EXERCISE INSTRUCTIONS:
Change "helmet" to "visor" in the stretch of records from the line containing "Phrase: orange building" through the end of the records, and give those lines again with nothing else altered.

EXERCISE MATERIALS:
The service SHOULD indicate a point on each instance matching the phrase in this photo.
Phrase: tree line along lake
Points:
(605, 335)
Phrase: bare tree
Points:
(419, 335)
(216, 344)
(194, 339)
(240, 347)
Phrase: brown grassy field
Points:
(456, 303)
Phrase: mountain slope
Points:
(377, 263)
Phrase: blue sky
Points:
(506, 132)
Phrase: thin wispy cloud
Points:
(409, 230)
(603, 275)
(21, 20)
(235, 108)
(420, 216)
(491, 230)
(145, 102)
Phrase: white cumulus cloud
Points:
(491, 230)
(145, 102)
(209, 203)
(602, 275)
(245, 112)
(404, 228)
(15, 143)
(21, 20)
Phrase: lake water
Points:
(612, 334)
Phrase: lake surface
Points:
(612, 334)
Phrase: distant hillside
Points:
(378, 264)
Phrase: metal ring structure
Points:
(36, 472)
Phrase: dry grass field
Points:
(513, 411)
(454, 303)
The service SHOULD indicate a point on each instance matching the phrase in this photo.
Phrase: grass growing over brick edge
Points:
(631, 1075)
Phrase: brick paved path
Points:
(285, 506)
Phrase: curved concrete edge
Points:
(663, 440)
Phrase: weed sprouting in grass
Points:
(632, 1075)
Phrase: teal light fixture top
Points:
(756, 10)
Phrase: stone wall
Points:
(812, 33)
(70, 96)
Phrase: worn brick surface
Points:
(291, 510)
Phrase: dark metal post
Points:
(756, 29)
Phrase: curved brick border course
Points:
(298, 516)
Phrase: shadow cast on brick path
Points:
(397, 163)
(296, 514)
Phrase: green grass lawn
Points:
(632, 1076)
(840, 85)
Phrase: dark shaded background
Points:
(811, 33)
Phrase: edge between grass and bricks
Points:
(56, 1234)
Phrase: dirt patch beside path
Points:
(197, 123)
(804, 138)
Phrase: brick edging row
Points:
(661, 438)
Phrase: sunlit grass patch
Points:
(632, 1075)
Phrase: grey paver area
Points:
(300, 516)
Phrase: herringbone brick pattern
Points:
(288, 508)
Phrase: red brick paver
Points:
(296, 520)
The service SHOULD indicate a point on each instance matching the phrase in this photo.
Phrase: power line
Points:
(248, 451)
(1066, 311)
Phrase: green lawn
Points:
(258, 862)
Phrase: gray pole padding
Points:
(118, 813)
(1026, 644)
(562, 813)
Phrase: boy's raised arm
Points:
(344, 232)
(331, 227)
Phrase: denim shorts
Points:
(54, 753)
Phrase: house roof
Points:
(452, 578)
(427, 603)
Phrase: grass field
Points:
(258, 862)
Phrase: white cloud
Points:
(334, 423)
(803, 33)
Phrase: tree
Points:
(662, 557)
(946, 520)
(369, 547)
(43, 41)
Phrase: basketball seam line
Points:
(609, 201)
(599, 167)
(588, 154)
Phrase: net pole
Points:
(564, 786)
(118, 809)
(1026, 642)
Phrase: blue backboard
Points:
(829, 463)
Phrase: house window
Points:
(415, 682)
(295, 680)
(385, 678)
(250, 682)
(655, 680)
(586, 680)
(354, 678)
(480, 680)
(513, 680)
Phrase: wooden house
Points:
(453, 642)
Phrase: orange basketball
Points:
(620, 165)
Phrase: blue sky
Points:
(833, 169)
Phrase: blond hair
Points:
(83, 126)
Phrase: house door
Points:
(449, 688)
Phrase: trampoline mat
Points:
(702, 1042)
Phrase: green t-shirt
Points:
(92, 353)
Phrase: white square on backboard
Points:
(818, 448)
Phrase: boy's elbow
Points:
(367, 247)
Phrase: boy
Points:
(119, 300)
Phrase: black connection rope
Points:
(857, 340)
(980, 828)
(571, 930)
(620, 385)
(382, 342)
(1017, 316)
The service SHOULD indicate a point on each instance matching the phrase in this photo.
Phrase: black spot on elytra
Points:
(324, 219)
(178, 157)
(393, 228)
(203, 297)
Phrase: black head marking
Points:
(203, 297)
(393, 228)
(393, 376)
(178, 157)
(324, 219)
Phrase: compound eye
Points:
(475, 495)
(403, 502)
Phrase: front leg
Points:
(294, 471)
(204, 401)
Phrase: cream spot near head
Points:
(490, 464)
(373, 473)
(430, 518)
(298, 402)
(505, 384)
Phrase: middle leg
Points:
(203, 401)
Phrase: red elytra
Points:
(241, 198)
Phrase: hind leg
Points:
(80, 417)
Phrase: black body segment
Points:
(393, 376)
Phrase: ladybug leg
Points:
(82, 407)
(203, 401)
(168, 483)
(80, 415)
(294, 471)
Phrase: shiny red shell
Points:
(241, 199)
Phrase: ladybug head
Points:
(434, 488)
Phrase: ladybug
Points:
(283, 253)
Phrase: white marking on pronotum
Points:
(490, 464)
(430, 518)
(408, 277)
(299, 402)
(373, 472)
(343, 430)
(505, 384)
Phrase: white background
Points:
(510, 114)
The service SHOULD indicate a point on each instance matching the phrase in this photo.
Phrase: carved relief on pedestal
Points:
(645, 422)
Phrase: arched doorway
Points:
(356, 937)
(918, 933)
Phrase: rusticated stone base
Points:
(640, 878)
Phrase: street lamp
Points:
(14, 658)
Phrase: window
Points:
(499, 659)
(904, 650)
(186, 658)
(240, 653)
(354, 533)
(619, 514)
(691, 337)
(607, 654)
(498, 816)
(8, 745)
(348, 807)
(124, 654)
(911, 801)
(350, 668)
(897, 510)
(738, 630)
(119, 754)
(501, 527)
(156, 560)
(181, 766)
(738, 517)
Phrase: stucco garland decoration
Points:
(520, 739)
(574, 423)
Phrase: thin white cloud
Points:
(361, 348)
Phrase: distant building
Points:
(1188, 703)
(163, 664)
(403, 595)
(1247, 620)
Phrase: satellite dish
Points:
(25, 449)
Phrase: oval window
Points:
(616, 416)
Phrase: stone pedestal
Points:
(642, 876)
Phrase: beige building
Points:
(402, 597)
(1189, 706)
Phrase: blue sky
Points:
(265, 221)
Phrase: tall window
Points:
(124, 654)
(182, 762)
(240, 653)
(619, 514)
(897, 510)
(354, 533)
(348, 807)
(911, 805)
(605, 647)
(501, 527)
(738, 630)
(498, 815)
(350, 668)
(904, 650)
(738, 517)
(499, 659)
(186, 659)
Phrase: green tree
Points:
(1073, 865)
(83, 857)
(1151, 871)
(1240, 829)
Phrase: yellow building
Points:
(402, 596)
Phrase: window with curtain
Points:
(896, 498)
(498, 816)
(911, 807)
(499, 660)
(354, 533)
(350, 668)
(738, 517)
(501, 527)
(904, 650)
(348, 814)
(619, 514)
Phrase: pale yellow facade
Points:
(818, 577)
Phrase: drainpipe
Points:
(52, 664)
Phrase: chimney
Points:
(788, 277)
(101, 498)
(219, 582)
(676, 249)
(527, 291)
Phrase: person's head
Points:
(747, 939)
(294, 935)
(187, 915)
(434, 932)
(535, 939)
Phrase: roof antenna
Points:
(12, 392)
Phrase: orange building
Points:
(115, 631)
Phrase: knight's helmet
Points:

OUTPUT FOR THIS TASK:
Phrase: orange building
Points:
(115, 631)
Phrase: knight's visor
Points:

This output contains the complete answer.